Democrats exiting the sinking ship? Part 12: Sen Chris Dodd 

It looks like a Torricelli move: Connecticut Senator Christopher Dodd is announcing that he will not run for reelection this year. This has the look of a not very voluntary decision. Dodd has been running behind consistently  in the polls when matched against former Republican Congressman Rob Simmons and World Wrestling executive Linda McMahon.

Chris Dodd was first elected to the House in 1974 and to the Senate in 1980; he has never had a difficult reelection year before and is in his 36th year of representing Connecticut in Congress. He’s a classic example of the politician who is in no trouble when his state is tilted toward his party and voters don’t know much about what he is doing. But when they get more information, his popularity collapses.

More information in Dodd’s case include his favorable “Friend of Angelo” Countrywide mortgage, the cushy deal he got on purchasing a house in Ireland, his spending much of calendar year 2007 running a hopeless campaign for president in Iowa (he even enrolled his child in an Iowa school), his role as Chairman of the Senate Banking Committee in the years when the financial industries collapsed.

When all Connecticut voters knew about him was that he was a Democrat, an incumbent whose father had served in the Senate, a cheerful and good-humored man, he was politically unbeatable. When they learned these other things, he was through.

I have thought that Dodd was dead meat in 2010; other Democrats evidently reached that conclusion and pressed it on him, and now after what I expect were some tough conversations he is out. He turns 66 this year and while presumably he can make some money as a Washington lobbyist and might qualify for some appointment in the Obama administration (but ambassador to Ireland is already taken), but he has been in public office since he was 30 years old and has precious little experience in private life.

————

Set of tasks:
A. Summarize the post on Senator Chris Dodd in two sentences.
B. Using the post on Senator Chris Dodd, state whether each statement agrees with it, and quote the words that decide each one: (i) Dodd was first elected to the Senate in 1980. (ii) Dodd's father had served in the House. (iii) Dodd turns 66 this year.
C. Transcribe the stretch of the post on Senator Chris Dodd from "Democrats exiting the" through "executive Linda McMahon.".

Data supplied:
————

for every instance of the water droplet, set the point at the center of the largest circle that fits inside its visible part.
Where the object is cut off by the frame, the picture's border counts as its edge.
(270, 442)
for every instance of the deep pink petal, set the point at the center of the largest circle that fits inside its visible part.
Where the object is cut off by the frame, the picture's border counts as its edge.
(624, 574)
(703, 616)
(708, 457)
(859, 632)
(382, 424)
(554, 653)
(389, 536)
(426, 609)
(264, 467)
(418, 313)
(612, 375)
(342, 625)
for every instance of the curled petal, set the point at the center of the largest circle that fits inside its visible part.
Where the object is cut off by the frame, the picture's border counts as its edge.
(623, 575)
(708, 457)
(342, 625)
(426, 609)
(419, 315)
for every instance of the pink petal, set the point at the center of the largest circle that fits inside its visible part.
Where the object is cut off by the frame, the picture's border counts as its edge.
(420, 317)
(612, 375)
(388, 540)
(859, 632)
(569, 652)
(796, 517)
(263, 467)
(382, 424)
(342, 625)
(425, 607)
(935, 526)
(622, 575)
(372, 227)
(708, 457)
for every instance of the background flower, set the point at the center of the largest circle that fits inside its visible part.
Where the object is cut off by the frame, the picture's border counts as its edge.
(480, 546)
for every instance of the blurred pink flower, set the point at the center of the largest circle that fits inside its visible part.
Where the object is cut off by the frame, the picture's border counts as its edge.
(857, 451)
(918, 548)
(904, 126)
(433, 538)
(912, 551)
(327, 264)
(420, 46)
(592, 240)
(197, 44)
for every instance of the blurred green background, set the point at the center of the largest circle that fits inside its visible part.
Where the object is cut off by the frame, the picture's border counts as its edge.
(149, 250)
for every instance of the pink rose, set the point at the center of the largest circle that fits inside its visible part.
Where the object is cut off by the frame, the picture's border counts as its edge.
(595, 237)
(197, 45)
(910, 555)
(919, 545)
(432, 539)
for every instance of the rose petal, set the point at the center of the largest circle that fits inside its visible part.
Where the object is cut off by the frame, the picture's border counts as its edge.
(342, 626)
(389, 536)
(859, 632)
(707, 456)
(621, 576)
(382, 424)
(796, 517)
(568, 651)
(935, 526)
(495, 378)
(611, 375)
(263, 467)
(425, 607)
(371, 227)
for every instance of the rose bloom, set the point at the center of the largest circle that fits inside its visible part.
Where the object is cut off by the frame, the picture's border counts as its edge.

————

Answers to the exercises:
A. Connecticut Senator Christopher Dodd is announcing that he will not run for reelection, a decision that looks not very voluntary since he has consistently trailed Rob Simmons and Linda McMahon in the polls. Dodd was politically unbeatable while voters knew little about him, but his popularity collapsed once they learned of his "Friend of Angelo" Countrywide mortgage, his deal on a house in Ireland, his 2007 presidential campaign in Iowa, and his chairmanship of the Senate Banking Committee when the financial industries collapsed.

B.
(i) Yes: "and to the Senate in 1980"
(ii) No: "whose father had served in the Senate"
(iii) Yes: "He turns 66 this year"

C.
Democrats exiting the sinking ship? Part 12: Sen Chris Dodd 

It looks like a Torricelli move: Connecticut Senator Christopher Dodd is announcing that he will not run for reelection this year. This has the look of a not very voluntary decision. Dodd has been running behind consistently  in the polls when matched against former Republican Congressman Rob Simmons and World Wrestling executive Linda McMahon.